**What you are asked to do:**
Convert the lines below, starting at the line with "mark: the jar rim, one point per instance" and running through the final line, into a JSON list of strings with one string per line. Skip blank lines and leave out the pictures.

**Exercise material:**
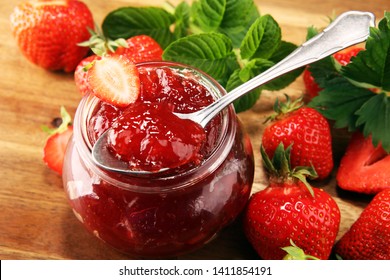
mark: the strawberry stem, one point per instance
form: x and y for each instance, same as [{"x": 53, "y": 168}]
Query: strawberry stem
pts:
[
  {"x": 280, "y": 166},
  {"x": 66, "y": 121},
  {"x": 296, "y": 253}
]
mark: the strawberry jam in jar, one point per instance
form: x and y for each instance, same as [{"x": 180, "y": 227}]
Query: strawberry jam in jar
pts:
[{"x": 161, "y": 214}]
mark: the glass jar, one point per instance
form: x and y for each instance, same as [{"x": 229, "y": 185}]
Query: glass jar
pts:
[{"x": 162, "y": 214}]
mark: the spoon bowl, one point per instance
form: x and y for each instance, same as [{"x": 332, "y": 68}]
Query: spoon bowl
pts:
[{"x": 348, "y": 29}]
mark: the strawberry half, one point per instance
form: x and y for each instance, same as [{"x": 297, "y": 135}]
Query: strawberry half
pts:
[
  {"x": 364, "y": 168},
  {"x": 141, "y": 48},
  {"x": 114, "y": 79},
  {"x": 80, "y": 74},
  {"x": 343, "y": 57},
  {"x": 47, "y": 32},
  {"x": 56, "y": 143}
]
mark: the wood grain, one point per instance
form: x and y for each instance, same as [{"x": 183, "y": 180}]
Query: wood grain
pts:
[{"x": 35, "y": 219}]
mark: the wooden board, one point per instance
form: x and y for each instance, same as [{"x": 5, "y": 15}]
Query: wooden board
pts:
[{"x": 35, "y": 220}]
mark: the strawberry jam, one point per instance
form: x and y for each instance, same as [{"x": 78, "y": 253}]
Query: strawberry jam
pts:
[{"x": 161, "y": 214}]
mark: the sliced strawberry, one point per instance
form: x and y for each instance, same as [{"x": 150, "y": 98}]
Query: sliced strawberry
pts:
[
  {"x": 114, "y": 79},
  {"x": 141, "y": 48},
  {"x": 364, "y": 168},
  {"x": 343, "y": 57},
  {"x": 80, "y": 74}
]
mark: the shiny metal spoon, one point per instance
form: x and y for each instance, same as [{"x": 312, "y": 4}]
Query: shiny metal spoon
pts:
[{"x": 348, "y": 29}]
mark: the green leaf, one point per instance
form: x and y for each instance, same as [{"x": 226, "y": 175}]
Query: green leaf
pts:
[
  {"x": 208, "y": 14},
  {"x": 379, "y": 128},
  {"x": 372, "y": 66},
  {"x": 339, "y": 101},
  {"x": 248, "y": 100},
  {"x": 254, "y": 67},
  {"x": 284, "y": 49},
  {"x": 239, "y": 16},
  {"x": 262, "y": 39},
  {"x": 131, "y": 21},
  {"x": 210, "y": 52}
]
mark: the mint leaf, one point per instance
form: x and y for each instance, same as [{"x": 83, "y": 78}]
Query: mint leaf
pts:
[
  {"x": 210, "y": 52},
  {"x": 182, "y": 22},
  {"x": 208, "y": 14},
  {"x": 248, "y": 100},
  {"x": 262, "y": 39},
  {"x": 131, "y": 21},
  {"x": 379, "y": 128},
  {"x": 239, "y": 16},
  {"x": 372, "y": 66},
  {"x": 339, "y": 101}
]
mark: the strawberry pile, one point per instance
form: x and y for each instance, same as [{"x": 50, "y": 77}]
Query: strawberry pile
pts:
[{"x": 289, "y": 219}]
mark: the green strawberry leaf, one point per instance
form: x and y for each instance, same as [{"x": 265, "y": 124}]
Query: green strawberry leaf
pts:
[
  {"x": 372, "y": 67},
  {"x": 339, "y": 101},
  {"x": 208, "y": 14},
  {"x": 182, "y": 22},
  {"x": 248, "y": 100},
  {"x": 372, "y": 125},
  {"x": 131, "y": 21},
  {"x": 262, "y": 39},
  {"x": 239, "y": 16},
  {"x": 210, "y": 52},
  {"x": 356, "y": 96}
]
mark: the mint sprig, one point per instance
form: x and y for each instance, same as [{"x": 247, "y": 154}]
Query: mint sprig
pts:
[
  {"x": 357, "y": 96},
  {"x": 228, "y": 39}
]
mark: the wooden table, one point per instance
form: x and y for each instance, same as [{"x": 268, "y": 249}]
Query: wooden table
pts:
[{"x": 35, "y": 220}]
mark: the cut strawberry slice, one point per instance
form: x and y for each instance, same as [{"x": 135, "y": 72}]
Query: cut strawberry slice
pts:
[
  {"x": 114, "y": 79},
  {"x": 54, "y": 150},
  {"x": 55, "y": 146},
  {"x": 81, "y": 76},
  {"x": 364, "y": 168}
]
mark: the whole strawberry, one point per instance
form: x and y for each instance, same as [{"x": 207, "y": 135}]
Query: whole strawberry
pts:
[
  {"x": 364, "y": 168},
  {"x": 306, "y": 130},
  {"x": 48, "y": 31},
  {"x": 289, "y": 209},
  {"x": 141, "y": 48},
  {"x": 369, "y": 237}
]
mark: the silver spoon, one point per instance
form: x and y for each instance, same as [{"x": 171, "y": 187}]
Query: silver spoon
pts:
[{"x": 348, "y": 29}]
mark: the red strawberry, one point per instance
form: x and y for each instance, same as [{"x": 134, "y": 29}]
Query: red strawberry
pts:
[
  {"x": 306, "y": 130},
  {"x": 141, "y": 48},
  {"x": 80, "y": 74},
  {"x": 47, "y": 32},
  {"x": 369, "y": 237},
  {"x": 56, "y": 143},
  {"x": 114, "y": 79},
  {"x": 289, "y": 209},
  {"x": 343, "y": 57},
  {"x": 311, "y": 87},
  {"x": 364, "y": 168}
]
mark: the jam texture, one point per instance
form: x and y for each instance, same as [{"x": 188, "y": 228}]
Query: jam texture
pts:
[{"x": 161, "y": 215}]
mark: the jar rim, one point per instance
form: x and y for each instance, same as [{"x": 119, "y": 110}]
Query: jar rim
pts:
[{"x": 189, "y": 177}]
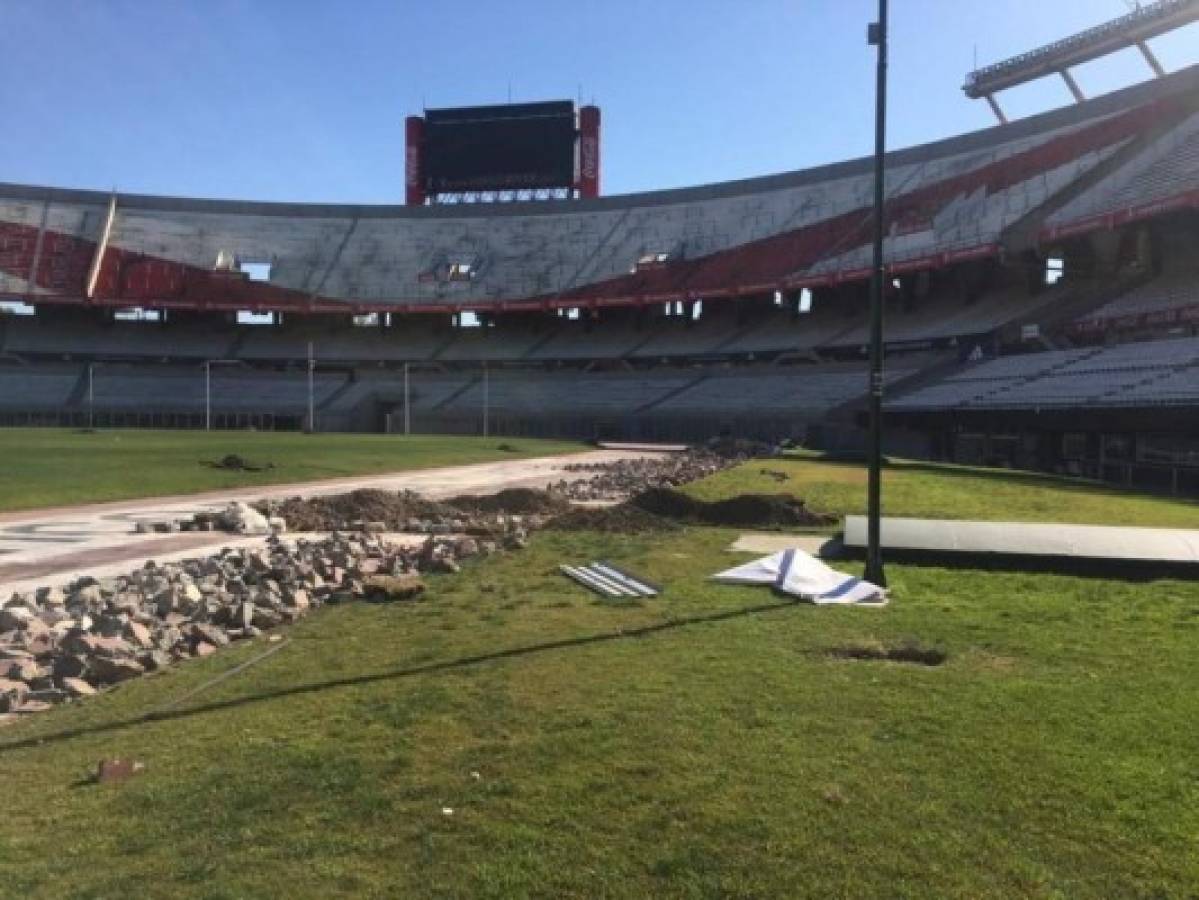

**Response:**
[
  "mark: the jar rim, one point per instance",
  "form: x and y for each instance, same as [{\"x\": 119, \"y\": 110}]",
  "Query: jar rim",
  "pts:",
  "[{\"x\": 189, \"y\": 177}]"
]